Top of Supplied information

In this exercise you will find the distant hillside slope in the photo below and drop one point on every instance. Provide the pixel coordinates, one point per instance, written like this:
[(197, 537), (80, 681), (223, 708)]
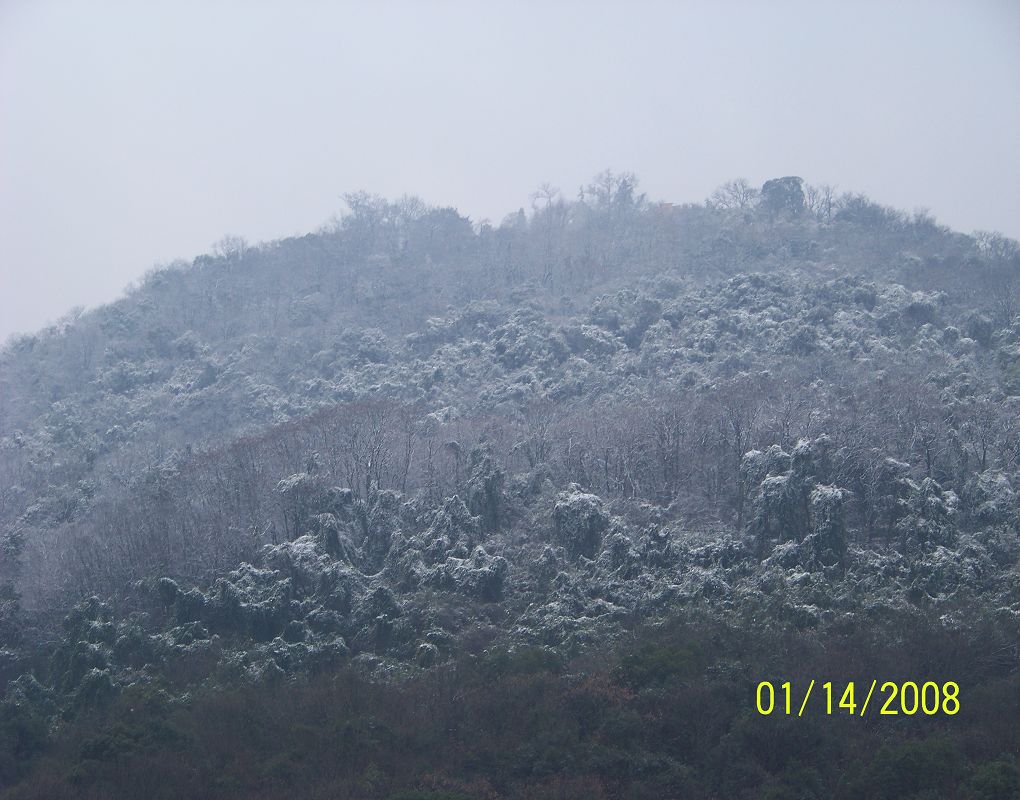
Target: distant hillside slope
[(763, 315)]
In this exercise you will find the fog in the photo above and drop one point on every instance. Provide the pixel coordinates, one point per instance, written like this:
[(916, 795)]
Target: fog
[(135, 134)]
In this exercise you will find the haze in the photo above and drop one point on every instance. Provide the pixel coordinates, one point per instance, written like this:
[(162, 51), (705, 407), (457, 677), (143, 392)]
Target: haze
[(136, 134)]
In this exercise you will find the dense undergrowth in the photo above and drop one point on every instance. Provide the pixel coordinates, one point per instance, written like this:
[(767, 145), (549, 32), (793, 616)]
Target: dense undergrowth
[(419, 508), (667, 712)]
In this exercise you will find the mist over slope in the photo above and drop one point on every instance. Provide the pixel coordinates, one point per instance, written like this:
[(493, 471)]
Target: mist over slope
[(409, 438)]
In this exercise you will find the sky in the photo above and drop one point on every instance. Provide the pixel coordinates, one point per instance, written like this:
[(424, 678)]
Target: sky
[(136, 134)]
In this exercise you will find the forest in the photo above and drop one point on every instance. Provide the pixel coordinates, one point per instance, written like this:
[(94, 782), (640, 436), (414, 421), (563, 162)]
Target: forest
[(417, 506)]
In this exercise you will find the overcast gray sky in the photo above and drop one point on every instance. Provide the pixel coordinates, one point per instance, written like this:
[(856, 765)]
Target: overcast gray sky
[(139, 133)]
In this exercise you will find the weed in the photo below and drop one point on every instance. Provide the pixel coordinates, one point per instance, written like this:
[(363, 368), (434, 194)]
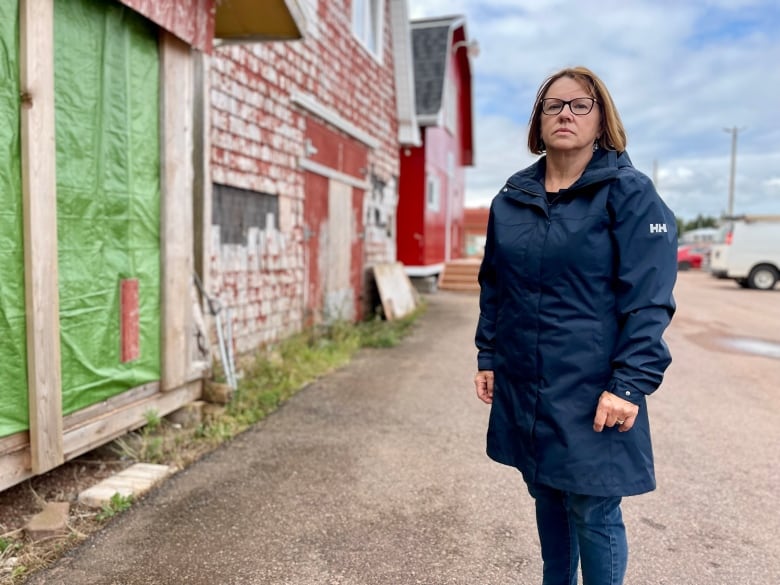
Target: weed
[(116, 505), (153, 420)]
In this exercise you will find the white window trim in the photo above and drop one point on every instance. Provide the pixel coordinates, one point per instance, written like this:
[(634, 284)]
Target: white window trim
[(378, 24), (432, 192)]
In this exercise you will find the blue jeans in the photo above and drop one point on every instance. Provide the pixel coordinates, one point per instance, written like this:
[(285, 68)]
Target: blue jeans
[(576, 529)]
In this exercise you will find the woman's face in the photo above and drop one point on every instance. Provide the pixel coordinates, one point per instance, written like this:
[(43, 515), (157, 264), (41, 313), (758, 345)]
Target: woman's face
[(566, 131)]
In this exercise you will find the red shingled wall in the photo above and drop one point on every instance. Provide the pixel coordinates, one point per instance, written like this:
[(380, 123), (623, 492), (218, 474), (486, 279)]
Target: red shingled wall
[(258, 137)]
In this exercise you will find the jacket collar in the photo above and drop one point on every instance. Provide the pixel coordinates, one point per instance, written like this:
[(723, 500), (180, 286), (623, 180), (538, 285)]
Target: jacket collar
[(603, 166)]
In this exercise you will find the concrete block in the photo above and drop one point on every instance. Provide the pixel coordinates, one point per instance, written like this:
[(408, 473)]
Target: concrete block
[(134, 481), (50, 522)]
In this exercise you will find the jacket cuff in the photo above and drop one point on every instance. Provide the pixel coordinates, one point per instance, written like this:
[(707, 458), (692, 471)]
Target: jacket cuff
[(484, 361), (622, 390)]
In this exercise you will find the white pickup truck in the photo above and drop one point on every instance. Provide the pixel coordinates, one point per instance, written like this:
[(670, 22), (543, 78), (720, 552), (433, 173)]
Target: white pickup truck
[(748, 251)]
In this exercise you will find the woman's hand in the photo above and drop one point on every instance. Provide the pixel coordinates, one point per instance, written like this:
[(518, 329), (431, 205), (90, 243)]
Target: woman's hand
[(484, 384), (613, 410)]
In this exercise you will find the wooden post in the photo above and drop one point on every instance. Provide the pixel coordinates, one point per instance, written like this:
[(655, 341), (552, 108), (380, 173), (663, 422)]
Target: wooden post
[(39, 186), (176, 209)]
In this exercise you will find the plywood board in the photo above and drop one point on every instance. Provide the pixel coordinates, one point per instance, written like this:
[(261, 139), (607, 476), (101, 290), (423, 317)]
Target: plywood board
[(398, 295)]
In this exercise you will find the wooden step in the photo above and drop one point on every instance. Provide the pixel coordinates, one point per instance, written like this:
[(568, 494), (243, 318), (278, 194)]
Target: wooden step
[(460, 275)]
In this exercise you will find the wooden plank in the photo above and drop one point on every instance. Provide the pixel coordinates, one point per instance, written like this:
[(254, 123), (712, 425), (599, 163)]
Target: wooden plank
[(40, 233), (14, 442), (202, 185), (105, 407), (96, 431), (399, 298), (101, 430), (176, 219)]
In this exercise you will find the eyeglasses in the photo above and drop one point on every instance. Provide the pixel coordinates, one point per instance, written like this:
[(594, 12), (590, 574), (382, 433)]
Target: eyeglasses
[(577, 106)]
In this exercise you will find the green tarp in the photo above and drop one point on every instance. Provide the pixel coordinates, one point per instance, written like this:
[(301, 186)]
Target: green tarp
[(108, 194), (108, 202), (13, 351)]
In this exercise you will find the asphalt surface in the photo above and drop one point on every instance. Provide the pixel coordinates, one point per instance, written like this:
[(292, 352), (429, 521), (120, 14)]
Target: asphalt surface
[(376, 474)]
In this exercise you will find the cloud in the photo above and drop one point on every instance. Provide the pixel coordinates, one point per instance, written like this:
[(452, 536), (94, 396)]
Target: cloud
[(680, 73)]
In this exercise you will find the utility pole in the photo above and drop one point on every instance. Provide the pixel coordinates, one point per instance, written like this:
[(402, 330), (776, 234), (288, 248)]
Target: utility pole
[(733, 131)]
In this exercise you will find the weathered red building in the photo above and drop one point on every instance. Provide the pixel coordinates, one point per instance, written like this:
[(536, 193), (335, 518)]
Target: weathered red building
[(432, 185), (104, 188), (305, 139)]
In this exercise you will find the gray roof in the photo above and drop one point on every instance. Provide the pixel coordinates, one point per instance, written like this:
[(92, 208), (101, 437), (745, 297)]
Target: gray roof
[(429, 51)]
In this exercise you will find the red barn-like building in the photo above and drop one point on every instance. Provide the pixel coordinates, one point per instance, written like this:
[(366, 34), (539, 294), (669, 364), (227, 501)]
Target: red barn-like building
[(432, 181)]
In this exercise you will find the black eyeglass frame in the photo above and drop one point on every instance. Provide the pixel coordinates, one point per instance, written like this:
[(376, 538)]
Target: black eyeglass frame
[(564, 103)]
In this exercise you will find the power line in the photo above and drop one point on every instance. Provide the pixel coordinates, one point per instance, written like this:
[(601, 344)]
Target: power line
[(733, 131)]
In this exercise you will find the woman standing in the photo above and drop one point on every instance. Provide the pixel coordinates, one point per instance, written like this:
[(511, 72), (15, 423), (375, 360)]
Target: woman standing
[(576, 292)]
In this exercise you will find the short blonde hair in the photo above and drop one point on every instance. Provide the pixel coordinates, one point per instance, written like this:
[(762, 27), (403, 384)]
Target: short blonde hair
[(612, 135)]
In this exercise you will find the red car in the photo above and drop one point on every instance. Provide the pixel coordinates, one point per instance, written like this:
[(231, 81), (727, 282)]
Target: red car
[(689, 256)]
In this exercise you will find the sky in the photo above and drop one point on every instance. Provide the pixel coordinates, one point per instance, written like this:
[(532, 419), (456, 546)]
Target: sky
[(683, 75)]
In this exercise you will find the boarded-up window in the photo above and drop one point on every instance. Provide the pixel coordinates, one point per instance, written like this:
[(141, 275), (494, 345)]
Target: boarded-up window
[(237, 210)]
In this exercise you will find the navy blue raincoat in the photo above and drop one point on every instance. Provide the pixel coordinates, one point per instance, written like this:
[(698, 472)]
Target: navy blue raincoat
[(575, 295)]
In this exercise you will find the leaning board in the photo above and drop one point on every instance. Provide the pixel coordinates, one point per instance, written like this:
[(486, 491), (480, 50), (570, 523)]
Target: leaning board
[(398, 295)]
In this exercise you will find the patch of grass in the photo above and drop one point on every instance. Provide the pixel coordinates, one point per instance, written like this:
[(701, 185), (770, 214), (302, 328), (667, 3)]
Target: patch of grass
[(116, 505)]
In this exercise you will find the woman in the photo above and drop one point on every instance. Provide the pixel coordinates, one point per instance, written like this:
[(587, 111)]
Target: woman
[(576, 291)]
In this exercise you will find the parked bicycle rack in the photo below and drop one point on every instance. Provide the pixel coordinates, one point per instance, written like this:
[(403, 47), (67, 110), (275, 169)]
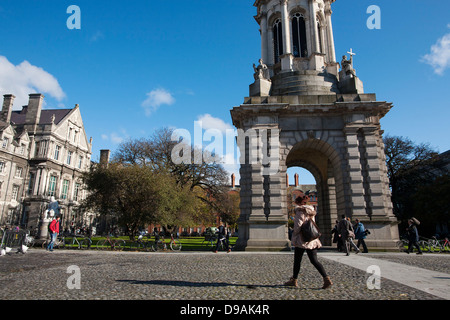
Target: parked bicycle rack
[(13, 239)]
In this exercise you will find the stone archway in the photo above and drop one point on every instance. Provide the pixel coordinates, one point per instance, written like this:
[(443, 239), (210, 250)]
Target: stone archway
[(314, 155)]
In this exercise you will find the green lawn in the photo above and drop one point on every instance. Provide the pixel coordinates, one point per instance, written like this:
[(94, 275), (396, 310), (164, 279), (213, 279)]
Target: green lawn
[(187, 243)]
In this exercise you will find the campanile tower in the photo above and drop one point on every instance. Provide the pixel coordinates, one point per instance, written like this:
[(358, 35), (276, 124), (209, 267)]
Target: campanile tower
[(305, 109)]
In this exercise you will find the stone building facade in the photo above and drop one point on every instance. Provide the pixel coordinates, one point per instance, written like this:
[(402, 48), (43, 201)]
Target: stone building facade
[(307, 110), (43, 154)]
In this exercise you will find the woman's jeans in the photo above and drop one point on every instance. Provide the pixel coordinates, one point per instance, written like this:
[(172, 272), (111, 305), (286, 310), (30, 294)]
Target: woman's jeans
[(52, 241), (312, 255)]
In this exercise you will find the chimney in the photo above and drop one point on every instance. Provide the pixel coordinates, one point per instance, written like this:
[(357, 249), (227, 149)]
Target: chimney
[(104, 157), (5, 115), (34, 109)]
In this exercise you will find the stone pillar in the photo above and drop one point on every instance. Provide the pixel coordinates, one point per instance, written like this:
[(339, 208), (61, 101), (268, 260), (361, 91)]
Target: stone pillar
[(355, 188), (264, 39), (286, 58), (8, 101), (263, 220)]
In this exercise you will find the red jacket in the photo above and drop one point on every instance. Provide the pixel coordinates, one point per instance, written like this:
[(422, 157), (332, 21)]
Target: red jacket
[(54, 226)]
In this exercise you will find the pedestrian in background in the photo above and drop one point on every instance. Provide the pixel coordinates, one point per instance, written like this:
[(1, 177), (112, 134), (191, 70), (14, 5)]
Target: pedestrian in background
[(54, 231), (360, 235), (303, 212), (222, 236), (413, 236), (347, 234), (336, 238)]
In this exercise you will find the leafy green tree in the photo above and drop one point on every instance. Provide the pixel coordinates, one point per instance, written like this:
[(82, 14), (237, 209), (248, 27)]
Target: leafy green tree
[(412, 168)]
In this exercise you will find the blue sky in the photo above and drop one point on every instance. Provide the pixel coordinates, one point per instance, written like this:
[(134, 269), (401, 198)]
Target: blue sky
[(136, 66)]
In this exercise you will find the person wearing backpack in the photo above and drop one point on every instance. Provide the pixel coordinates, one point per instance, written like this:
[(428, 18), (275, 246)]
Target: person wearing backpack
[(360, 235), (303, 212), (54, 231), (413, 236)]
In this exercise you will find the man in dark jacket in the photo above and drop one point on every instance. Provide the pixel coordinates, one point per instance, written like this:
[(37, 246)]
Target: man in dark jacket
[(222, 236), (413, 237), (360, 235), (54, 231)]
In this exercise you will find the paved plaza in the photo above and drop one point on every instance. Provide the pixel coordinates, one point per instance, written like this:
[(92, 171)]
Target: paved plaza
[(42, 275)]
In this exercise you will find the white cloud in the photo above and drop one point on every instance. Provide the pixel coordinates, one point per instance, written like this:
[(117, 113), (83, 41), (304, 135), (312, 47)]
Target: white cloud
[(114, 137), (210, 122), (157, 98), (25, 78), (439, 58)]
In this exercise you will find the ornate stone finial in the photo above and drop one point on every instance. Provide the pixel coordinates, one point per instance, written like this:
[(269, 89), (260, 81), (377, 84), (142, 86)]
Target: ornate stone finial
[(347, 65), (261, 71)]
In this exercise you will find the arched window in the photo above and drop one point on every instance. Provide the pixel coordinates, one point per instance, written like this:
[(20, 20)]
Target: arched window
[(277, 40), (319, 34), (299, 36)]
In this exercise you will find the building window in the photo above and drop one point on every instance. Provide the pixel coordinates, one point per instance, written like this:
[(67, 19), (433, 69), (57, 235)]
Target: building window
[(277, 40), (15, 193), (5, 143), (57, 151), (69, 157), (77, 192), (65, 189), (19, 171), (31, 183), (319, 34), (52, 186), (299, 36)]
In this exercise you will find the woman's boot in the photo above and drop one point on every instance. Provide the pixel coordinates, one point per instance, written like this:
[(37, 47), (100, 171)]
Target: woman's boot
[(292, 283), (327, 283)]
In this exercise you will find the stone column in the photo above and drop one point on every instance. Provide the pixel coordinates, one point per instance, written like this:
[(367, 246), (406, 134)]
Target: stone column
[(286, 27), (355, 188), (378, 190), (286, 58), (264, 39)]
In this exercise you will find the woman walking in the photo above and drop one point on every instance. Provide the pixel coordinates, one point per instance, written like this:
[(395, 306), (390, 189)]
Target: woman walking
[(303, 212)]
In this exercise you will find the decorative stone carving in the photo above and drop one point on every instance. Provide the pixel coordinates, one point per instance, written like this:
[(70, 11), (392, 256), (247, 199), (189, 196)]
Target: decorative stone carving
[(261, 71)]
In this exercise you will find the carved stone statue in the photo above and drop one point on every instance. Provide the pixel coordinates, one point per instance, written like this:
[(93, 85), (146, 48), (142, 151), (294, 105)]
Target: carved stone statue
[(347, 66), (261, 71)]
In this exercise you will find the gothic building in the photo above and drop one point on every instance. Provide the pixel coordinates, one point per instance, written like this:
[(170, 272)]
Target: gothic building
[(43, 154)]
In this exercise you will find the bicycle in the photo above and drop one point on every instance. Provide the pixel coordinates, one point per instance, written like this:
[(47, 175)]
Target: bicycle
[(445, 244), (29, 240), (435, 245), (140, 244), (86, 242), (60, 243), (74, 243), (175, 244), (113, 244), (402, 245), (159, 245)]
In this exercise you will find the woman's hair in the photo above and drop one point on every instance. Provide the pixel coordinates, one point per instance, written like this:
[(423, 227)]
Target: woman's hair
[(301, 198)]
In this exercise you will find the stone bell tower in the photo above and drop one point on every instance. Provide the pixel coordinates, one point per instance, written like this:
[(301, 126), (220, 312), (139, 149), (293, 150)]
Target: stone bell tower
[(307, 110)]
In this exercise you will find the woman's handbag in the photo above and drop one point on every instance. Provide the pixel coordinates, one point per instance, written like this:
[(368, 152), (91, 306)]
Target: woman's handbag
[(309, 231)]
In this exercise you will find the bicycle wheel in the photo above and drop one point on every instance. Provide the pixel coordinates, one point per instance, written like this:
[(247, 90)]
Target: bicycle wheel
[(424, 246), (447, 247), (103, 245), (45, 244), (401, 246), (120, 245), (175, 245)]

Bottom of Supplied information

• **What you will do**:
Exact copies of the lines from the one containing "Target: woman's handbag" through the final line of the records are all the answer should hold.

• **Written answer**:
Target: woman's handbag
[(309, 231)]
In this exercise you will find the bicycle wheel in the photo above and drop one point on every instance. Provide the pixel coordinates, one point per instance, written like this:
[(247, 90)]
Target: bicycle wheel
[(424, 246), (447, 247), (103, 245), (45, 244), (401, 246), (120, 245), (175, 245)]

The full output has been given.